→ Problem to work on: Without adding or dropping anything, copy the entries below.

*** Data supplied ***

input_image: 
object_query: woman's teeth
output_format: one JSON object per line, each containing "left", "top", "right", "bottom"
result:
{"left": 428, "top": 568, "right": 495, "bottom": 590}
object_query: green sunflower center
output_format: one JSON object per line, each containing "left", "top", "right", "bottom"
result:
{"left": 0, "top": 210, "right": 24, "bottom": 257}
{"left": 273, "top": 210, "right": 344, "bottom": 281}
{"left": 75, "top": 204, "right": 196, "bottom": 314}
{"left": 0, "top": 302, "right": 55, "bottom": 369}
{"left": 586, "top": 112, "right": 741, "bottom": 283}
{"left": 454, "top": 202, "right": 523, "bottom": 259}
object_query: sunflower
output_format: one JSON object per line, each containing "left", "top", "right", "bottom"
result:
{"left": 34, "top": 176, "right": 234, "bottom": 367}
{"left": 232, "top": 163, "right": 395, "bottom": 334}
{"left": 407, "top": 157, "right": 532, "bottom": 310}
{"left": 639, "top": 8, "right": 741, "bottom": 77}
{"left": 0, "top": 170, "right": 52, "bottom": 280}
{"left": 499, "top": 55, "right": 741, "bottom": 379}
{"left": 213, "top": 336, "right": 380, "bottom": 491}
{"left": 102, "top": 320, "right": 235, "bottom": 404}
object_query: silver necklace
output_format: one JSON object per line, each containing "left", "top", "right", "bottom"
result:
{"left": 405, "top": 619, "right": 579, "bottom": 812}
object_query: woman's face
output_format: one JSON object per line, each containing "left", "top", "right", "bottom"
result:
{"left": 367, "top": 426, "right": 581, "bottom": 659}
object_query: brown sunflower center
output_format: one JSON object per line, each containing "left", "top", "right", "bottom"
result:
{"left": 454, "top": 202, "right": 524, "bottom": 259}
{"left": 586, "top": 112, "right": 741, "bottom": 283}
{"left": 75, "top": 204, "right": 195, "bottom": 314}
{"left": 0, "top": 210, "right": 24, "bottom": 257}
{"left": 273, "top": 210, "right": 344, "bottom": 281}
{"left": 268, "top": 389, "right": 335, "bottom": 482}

*** End of Data supplied ***

→ Task response:
input_image: 
object_query: woman's teeth
output_format: one JSON object per line, each containing "left", "top", "right", "bottom"
result:
{"left": 428, "top": 568, "right": 495, "bottom": 590}
object_query: green sunflower center
output_format: one JSON object per line, each containing "left", "top", "right", "bottom"
result:
{"left": 0, "top": 210, "right": 24, "bottom": 257}
{"left": 273, "top": 210, "right": 344, "bottom": 281}
{"left": 75, "top": 204, "right": 196, "bottom": 314}
{"left": 0, "top": 302, "right": 55, "bottom": 369}
{"left": 586, "top": 112, "right": 741, "bottom": 283}
{"left": 454, "top": 202, "right": 523, "bottom": 259}
object_query: sunflower
output_format: one JSON object per line, each containing "left", "top", "right", "bottom"
result:
{"left": 34, "top": 176, "right": 234, "bottom": 367}
{"left": 232, "top": 163, "right": 395, "bottom": 334}
{"left": 407, "top": 157, "right": 532, "bottom": 310}
{"left": 639, "top": 8, "right": 741, "bottom": 77}
{"left": 0, "top": 170, "right": 52, "bottom": 280}
{"left": 499, "top": 55, "right": 741, "bottom": 379}
{"left": 213, "top": 336, "right": 380, "bottom": 491}
{"left": 102, "top": 320, "right": 235, "bottom": 404}
object_query: silver necklace
output_format: one JSON object per line, each containing "left", "top", "right", "bottom"
result:
{"left": 405, "top": 619, "right": 579, "bottom": 812}
object_query: woman's face
output_format: one JSON object per line, each containing "left", "top", "right", "bottom"
result:
{"left": 367, "top": 426, "right": 581, "bottom": 659}
object_query: brown sunflower center
output_format: one JSON object per line, each containing "left", "top", "right", "bottom"
result:
{"left": 454, "top": 202, "right": 524, "bottom": 259}
{"left": 586, "top": 112, "right": 741, "bottom": 283}
{"left": 75, "top": 204, "right": 195, "bottom": 314}
{"left": 0, "top": 210, "right": 24, "bottom": 257}
{"left": 273, "top": 210, "right": 344, "bottom": 281}
{"left": 268, "top": 389, "right": 335, "bottom": 482}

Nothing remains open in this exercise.